SELECTED EXTRACT:
*** Block opens ***

Researchers find evidence that Amazon deforestation is devastating microbial communities.
Researchers at the University of Massachusetts at Amherst have uncovered evidence that suggests that Amazon deforestation is devastating microbial communities.
“We found that after rainforest conversion to agricultural pastures, bacterial communities were significantly different from those of forest soils,” says Klaus Nüsslein of UMass. “Not only did the pasture soils show increased species numbers, these species were also less related to one another than in rainforest soil. This is important because the combination of lost forest species and the homogenization of pasture communities together signal that this ecosystem is now a lot less capable of dealing with additional outside stress.”
Mr. Nüsslein and his colleagues note that these microbial communities, currently being devastated by Amazon deforestation, have a large role to play in a functioning ecosystem.
The researchers examined a big farm site over the past four years in Rondonia, Brazil, where farmers push agriculture into virgin rainforest to convert rainforest to agricultural use. They confirmed previous research revealing that bacteria in the soil became more diverse after conversion to pasture. However, in its final year, their study showed that changes in microbial diversity took place over larger geographic scales.

*** Block closes ***

TASK: Write out the passage on Amazon deforestation and soil bacteria word for word, in full.

AVAILABLE DATA:

*** Block opens ***

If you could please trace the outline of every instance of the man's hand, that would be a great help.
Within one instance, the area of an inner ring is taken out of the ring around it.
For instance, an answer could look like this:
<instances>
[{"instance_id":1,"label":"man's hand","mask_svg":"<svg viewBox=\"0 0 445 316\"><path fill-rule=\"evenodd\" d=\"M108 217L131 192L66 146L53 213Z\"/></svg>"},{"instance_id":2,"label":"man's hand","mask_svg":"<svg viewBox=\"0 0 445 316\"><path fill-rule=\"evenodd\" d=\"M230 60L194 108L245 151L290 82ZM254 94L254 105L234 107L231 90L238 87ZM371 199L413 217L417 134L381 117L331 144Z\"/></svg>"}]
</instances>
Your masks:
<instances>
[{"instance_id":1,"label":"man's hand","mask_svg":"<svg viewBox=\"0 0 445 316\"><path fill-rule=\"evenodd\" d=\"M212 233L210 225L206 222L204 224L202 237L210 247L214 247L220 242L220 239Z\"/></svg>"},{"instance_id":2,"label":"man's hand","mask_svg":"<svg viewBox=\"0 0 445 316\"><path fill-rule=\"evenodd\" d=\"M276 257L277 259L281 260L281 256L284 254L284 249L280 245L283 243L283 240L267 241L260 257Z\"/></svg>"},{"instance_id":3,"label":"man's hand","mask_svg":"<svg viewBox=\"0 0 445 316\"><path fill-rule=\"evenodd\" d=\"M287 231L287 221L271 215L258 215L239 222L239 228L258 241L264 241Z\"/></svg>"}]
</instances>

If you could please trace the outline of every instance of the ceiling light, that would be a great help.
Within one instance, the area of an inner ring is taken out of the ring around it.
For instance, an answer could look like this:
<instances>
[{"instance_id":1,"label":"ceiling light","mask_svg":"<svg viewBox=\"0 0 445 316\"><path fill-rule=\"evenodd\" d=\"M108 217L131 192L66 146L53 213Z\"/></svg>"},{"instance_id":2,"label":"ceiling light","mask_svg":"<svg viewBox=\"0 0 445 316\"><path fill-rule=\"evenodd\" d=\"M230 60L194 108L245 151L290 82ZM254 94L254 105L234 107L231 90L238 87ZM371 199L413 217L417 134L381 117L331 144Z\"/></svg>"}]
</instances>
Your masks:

*** Block closes ***
*** Block opens ***

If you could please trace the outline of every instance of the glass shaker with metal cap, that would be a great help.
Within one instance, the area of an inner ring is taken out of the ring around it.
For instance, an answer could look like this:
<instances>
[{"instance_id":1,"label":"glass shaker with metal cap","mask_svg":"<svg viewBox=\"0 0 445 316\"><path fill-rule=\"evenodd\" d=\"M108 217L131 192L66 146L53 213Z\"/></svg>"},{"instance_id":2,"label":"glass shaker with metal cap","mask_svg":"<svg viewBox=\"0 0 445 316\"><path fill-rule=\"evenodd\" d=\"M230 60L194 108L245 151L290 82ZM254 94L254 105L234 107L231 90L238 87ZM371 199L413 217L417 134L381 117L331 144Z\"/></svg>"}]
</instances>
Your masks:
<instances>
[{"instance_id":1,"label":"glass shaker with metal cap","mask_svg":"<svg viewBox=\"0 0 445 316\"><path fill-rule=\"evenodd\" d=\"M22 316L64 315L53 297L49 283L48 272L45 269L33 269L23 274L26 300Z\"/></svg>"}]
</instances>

*** Block closes ***

EXERCISE OUTPUT:
Researchers find evidence that Amazon deforestation is devastating microbial communities.
Researchers at the University of Massachusetts at Amherst have uncovered evidence that suggests that Amazon deforestation is devastating microbial communities.
“We found that after rainforest conversion to agricultural pastures, bacterial communities were significantly different from those of forest soils,” says Klaus Nüsslein of UMass. “Not only did the pasture soils show increased species numbers, these species were also less related to one another than in rainforest soil. This is important because the combination of lost forest species and the homogenization of pasture communities together signal that this ecosystem is now a lot less capable of dealing with additional outside stress.”
Mr. Nüsslein and his colleagues note that these microbial communities, currently being devastated by Amazon deforestation, have a large role to play in a functioning ecosystem.
The researchers examined a big farm site over the past four years in Rondonia, Brazil, where farmers push agriculture into virgin rainforest to convert rainforest to agricultural use. They confirmed previous research revealing that bacteria in the soil became more diverse after conversion to pasture. However, in its final year, their study showed that changes in microbial diversity took place over larger geographic scales.